**PAGE EXTRACT**
'''

Member of the Colorado Senate from the 20th district
- Incumbent
- Assumed office January 9, 2023
- Preceded by: Jessie Danielson

Member of the Colorado House of Representatives from the 25th district
- In office January 4, 2019 – January 9, 2023
- Preceded by: Timothy Leonard
- Succeeded by: Tammy Story

Personal details
- Born: October 14, 1963 (age 62)
- Party: Democratic

= Lisa Cutter =

American politician from Colorado

Lisa Ann Cutter (born October 14, 1963) is an American politician and a member of the Colorado Senate who represents District 20. The 20th senate district includes all or part of the communities of Lakewood, Dakota Ridge, Arvada, Fairmount and Evergreen in Jefferson County.

Cutter was first elected to the Colorado General Assembly in 2018, where she represented the 25th district of the Colorado House of Representatives. She was elected to the Colorado Senate in the 2022 Colorado Senate election.

'''

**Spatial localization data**

'''

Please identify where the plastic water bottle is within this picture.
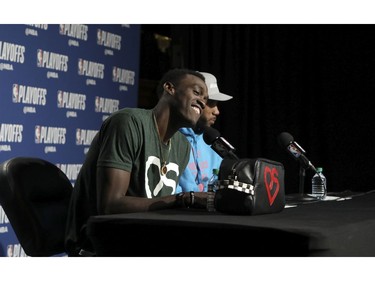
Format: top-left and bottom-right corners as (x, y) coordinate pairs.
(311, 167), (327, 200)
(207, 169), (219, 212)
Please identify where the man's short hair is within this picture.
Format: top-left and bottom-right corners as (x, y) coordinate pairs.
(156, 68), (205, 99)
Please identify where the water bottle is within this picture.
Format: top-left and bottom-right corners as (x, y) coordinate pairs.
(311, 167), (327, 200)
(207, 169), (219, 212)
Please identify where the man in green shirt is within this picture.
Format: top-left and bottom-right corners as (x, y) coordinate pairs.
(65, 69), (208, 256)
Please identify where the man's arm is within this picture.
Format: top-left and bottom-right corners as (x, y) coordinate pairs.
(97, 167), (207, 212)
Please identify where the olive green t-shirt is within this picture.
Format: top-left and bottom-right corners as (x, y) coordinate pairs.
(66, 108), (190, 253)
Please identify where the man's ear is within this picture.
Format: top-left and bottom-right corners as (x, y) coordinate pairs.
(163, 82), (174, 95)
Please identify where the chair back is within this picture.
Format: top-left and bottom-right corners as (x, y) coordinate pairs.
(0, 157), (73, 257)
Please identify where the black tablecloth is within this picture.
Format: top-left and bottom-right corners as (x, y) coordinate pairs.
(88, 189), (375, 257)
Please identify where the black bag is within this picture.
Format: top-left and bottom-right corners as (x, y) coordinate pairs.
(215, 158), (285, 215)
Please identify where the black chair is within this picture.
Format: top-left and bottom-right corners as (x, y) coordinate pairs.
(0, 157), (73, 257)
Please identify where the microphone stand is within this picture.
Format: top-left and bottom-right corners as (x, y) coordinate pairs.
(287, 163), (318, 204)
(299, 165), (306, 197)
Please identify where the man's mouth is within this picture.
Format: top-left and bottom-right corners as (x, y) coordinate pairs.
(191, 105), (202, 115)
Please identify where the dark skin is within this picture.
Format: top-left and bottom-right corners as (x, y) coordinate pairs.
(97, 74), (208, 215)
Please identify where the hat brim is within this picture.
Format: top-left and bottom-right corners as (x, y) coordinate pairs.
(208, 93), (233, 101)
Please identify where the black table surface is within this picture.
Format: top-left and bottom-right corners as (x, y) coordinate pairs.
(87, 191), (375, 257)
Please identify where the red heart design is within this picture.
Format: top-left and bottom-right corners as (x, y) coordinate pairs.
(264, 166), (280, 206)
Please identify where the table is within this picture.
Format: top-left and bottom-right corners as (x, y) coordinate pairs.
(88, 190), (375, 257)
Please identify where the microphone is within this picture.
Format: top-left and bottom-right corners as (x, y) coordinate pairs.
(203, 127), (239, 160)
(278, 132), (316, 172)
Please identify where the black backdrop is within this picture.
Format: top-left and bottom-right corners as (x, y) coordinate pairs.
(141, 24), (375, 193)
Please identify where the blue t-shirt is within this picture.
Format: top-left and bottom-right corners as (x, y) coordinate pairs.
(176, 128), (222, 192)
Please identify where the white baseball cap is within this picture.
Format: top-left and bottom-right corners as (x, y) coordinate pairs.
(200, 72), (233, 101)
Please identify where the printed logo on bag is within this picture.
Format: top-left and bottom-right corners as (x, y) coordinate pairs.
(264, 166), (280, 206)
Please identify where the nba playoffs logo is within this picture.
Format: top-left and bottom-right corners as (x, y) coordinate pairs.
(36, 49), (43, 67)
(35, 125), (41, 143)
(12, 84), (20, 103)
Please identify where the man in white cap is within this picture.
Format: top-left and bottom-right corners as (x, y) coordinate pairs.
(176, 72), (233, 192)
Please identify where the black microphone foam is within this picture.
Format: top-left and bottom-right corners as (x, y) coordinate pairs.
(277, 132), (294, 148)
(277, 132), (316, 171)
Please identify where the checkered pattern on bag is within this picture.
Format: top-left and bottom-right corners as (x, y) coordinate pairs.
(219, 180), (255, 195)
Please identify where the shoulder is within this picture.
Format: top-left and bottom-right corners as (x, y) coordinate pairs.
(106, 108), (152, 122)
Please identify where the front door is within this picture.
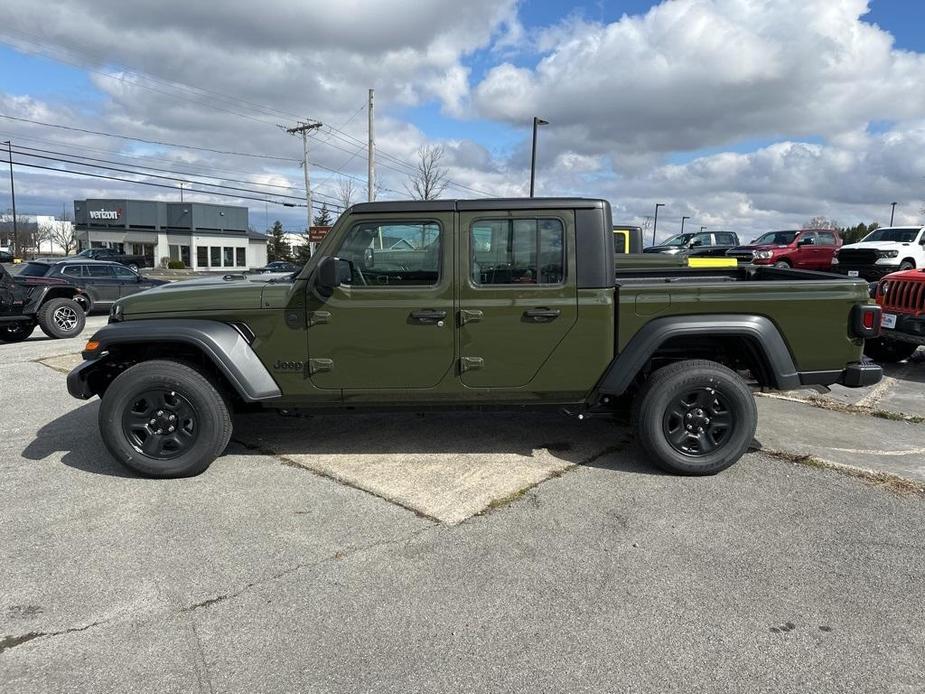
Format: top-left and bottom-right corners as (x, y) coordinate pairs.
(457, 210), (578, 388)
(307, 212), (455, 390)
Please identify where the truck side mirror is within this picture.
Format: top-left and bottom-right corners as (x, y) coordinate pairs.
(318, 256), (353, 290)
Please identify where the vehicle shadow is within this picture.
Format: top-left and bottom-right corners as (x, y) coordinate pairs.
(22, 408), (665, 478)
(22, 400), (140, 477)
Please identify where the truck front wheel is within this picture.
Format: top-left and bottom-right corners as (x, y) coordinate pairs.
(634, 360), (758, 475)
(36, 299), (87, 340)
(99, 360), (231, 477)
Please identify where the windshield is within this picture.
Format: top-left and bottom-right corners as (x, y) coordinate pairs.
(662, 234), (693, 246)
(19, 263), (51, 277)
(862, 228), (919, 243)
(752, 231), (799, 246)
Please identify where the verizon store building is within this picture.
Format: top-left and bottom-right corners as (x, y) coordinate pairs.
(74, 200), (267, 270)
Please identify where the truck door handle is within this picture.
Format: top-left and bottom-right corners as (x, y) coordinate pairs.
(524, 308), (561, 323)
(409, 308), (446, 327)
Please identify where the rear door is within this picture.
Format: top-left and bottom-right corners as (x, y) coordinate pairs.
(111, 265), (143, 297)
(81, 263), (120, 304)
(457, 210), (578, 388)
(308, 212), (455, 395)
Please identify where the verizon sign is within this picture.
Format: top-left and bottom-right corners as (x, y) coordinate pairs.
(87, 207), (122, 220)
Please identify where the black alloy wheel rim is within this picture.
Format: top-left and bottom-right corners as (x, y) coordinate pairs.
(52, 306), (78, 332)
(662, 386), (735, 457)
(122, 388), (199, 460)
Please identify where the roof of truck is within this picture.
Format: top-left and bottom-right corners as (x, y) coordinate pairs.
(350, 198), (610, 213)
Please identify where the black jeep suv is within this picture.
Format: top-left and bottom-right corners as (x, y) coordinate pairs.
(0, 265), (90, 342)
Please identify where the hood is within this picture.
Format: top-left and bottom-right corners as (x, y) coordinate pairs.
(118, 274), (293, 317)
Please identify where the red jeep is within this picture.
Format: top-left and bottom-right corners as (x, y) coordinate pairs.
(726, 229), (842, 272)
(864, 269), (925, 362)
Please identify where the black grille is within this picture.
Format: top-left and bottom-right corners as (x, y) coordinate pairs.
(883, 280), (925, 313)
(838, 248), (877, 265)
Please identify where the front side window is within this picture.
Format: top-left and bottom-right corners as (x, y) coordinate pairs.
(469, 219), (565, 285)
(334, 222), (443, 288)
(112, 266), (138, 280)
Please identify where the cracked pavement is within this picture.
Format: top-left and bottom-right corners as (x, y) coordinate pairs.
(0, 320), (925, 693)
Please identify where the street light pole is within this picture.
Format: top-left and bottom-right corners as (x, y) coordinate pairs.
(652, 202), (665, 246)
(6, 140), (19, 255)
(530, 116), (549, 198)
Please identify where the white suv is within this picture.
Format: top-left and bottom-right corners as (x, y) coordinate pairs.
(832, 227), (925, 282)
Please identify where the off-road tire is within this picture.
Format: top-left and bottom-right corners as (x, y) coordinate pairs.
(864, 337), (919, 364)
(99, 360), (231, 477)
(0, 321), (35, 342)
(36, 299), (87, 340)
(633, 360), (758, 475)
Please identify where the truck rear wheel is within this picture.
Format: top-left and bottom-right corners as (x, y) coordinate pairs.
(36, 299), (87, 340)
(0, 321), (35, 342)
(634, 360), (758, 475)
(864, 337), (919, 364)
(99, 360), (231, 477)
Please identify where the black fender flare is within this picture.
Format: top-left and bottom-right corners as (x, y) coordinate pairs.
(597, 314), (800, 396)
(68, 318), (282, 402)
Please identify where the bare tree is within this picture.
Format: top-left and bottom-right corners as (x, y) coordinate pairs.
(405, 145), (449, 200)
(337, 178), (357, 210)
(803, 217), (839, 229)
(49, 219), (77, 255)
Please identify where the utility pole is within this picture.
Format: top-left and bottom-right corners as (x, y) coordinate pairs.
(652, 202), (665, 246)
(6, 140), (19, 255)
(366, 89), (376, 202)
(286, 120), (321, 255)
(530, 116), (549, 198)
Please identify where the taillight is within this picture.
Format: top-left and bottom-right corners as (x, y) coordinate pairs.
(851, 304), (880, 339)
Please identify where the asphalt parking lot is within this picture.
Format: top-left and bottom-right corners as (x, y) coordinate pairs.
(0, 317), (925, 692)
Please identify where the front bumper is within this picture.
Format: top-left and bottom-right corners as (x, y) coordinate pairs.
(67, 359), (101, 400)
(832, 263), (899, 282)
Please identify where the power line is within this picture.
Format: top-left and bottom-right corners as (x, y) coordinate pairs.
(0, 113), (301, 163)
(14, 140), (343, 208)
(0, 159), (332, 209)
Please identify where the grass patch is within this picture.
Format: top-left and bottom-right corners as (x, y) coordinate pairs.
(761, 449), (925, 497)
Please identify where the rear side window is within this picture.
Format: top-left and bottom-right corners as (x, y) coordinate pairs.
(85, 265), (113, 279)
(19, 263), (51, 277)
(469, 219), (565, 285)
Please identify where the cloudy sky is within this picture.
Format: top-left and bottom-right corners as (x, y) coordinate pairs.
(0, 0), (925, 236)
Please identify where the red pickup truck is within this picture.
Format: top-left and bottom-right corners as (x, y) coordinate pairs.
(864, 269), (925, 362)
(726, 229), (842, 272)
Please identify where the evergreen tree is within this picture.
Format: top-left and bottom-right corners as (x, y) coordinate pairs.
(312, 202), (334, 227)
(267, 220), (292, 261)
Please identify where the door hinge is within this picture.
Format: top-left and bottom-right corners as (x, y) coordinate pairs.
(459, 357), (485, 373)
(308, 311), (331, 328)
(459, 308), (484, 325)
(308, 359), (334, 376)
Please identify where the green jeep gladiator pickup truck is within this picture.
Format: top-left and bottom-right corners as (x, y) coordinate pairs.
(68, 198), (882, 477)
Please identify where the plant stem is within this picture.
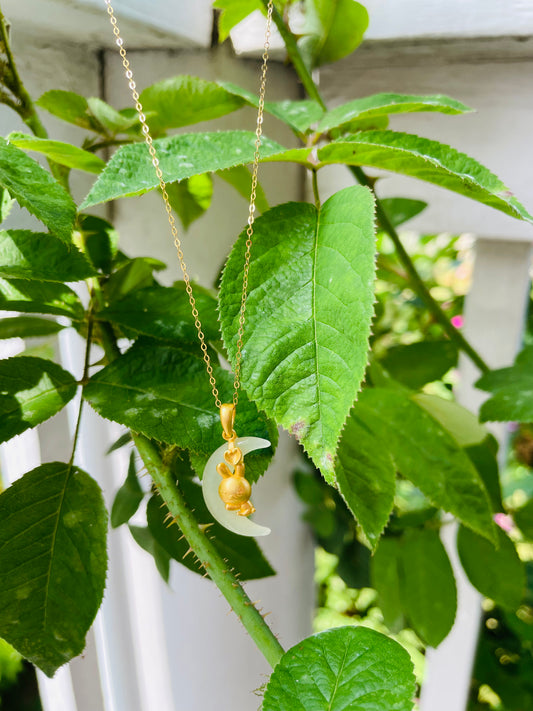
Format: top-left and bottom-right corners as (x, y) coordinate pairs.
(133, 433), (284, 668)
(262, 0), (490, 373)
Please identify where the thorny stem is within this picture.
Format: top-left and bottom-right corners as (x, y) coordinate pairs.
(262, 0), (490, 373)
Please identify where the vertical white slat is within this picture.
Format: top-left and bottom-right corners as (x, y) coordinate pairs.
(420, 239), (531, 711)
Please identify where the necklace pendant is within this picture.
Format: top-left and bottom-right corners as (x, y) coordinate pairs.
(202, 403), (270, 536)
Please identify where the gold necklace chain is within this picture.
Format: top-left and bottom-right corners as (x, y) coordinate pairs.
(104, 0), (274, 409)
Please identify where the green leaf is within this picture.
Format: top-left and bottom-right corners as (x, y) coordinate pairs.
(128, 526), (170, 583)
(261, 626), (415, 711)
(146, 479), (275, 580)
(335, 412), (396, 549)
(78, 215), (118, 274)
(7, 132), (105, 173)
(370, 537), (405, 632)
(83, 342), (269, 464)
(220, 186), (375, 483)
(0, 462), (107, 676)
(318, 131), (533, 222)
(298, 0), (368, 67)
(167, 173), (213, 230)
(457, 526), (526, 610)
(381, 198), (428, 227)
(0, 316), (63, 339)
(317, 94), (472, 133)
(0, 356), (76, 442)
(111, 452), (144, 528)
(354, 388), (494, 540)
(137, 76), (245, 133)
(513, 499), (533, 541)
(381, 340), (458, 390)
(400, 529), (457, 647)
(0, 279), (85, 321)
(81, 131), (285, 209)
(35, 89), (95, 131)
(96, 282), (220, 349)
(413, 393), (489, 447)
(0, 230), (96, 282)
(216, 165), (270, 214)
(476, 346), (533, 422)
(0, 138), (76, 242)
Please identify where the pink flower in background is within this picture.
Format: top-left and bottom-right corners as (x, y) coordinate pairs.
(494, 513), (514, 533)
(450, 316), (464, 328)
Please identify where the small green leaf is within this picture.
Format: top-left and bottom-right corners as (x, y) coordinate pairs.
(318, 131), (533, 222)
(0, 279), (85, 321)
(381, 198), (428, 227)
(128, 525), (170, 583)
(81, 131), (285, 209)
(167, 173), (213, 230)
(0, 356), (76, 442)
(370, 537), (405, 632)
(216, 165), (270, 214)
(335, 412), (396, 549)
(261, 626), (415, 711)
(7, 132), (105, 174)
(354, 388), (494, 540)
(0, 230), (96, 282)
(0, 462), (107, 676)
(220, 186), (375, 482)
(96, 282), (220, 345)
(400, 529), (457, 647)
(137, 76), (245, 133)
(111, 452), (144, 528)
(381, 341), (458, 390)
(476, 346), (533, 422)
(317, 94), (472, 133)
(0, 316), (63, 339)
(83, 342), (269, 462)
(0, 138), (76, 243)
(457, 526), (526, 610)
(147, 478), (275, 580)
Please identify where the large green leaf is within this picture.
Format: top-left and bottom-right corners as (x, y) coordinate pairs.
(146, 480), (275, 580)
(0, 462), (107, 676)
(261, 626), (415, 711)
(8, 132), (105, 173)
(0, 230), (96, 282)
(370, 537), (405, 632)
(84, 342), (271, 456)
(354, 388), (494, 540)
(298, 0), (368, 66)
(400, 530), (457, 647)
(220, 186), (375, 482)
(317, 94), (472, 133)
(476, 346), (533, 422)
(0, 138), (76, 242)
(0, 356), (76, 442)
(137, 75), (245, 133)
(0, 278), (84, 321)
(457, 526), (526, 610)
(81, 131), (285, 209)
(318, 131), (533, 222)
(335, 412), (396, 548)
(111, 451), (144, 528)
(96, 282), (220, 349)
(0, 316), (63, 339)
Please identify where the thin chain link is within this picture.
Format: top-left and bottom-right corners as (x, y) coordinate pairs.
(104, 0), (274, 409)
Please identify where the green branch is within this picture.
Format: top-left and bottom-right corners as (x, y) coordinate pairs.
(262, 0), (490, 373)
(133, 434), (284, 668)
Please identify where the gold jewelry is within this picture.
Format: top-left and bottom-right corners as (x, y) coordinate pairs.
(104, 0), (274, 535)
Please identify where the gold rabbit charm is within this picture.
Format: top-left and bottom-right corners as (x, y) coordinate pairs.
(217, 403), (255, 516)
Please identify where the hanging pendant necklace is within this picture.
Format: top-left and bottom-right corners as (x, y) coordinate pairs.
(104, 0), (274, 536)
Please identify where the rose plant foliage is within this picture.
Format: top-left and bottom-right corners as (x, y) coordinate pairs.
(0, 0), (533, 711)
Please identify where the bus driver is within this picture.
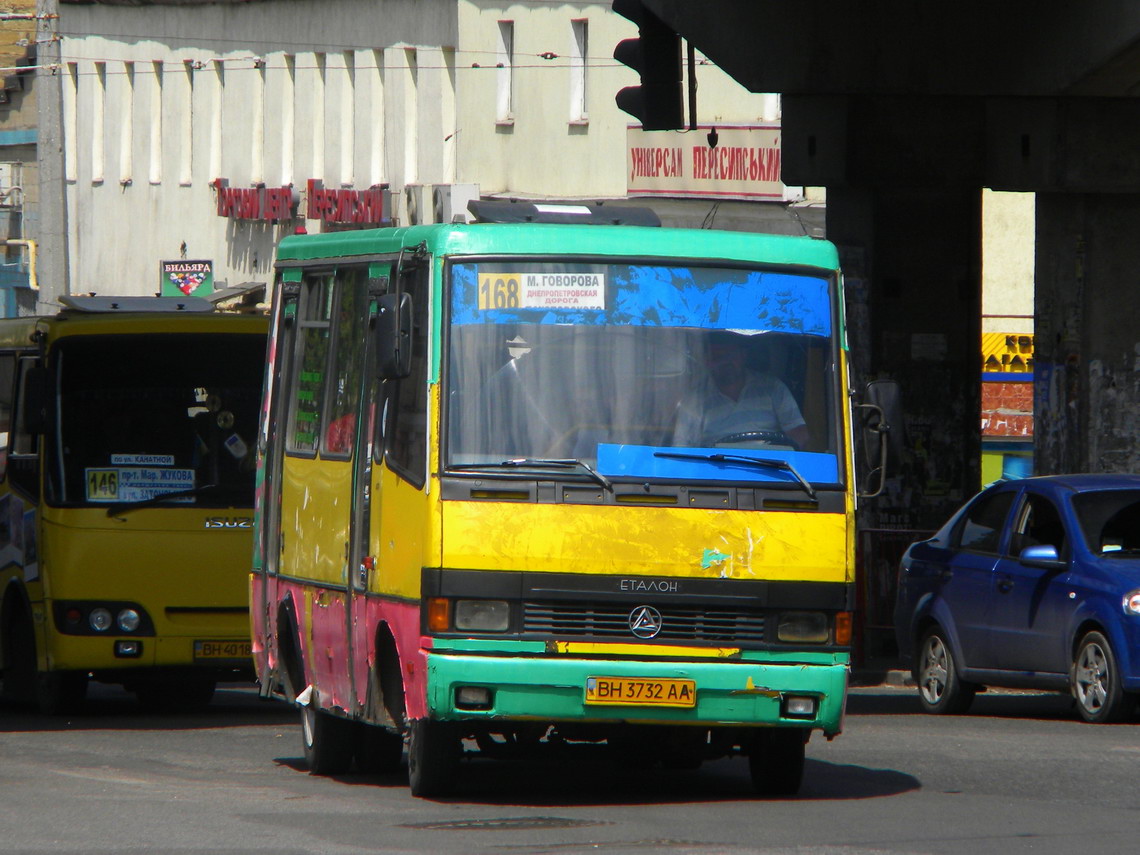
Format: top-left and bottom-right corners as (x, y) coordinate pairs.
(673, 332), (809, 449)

'''

**SET OF TASKS**
a) According to the biography of Lisa Cutter, in what year was she first elected to the Colorado General Assembly?
b) Carry on the biography of Lisa Cutter from its final sentence.

**EXPECTED RESULTS**
a) She was first elected in 2018.

b)
==Career==

Cutter was elected in the general election on November 6, 2018, winning 53 percent of the vote over 47 percent of Republican candidate Steve Szutenbach.

In the 2022 Colorado State Senate election, Cutter defeated Republican candidate Tim Walsh with 54 percent of the vote. In February 2025, she sponsored the Modernizing Depopulation Act (SB26-123), which opposes the use of ventilation shut down (VSD) and VSD plus heat (VSD+) in poultry disease control and encourages the use of higher-welfare methods.